(Material to process)
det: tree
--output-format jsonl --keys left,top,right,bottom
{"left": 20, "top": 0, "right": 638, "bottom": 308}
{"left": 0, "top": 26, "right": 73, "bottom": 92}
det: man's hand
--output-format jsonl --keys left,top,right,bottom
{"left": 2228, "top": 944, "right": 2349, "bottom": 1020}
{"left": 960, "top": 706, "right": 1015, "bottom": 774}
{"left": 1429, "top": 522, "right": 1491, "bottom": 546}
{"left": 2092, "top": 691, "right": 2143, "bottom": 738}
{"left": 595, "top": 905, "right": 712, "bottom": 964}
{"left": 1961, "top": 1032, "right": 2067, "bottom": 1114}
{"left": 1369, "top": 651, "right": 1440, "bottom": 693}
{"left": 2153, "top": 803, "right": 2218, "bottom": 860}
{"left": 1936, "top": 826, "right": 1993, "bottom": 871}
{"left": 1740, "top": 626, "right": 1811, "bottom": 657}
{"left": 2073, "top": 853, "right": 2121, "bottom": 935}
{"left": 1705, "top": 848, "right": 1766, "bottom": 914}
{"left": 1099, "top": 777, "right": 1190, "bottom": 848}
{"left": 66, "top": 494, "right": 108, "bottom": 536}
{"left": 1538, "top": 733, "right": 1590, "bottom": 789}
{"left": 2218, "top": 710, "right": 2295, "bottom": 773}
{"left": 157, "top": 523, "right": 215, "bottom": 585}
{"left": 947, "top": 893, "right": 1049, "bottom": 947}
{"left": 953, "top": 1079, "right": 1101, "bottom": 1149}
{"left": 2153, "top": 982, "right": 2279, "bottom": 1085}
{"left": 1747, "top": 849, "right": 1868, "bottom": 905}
(End Material to process)
Exercise requirements:
When copying the data above, please keep exactly the lines from its first line through the line with "det: man's hand", both ends included, and drop the rest.

Answer for this exercise:
det: tree
--output-format jsonl --keys left,top,right,bottom
{"left": 20, "top": 0, "right": 638, "bottom": 308}
{"left": 0, "top": 26, "right": 73, "bottom": 92}
det: man's hand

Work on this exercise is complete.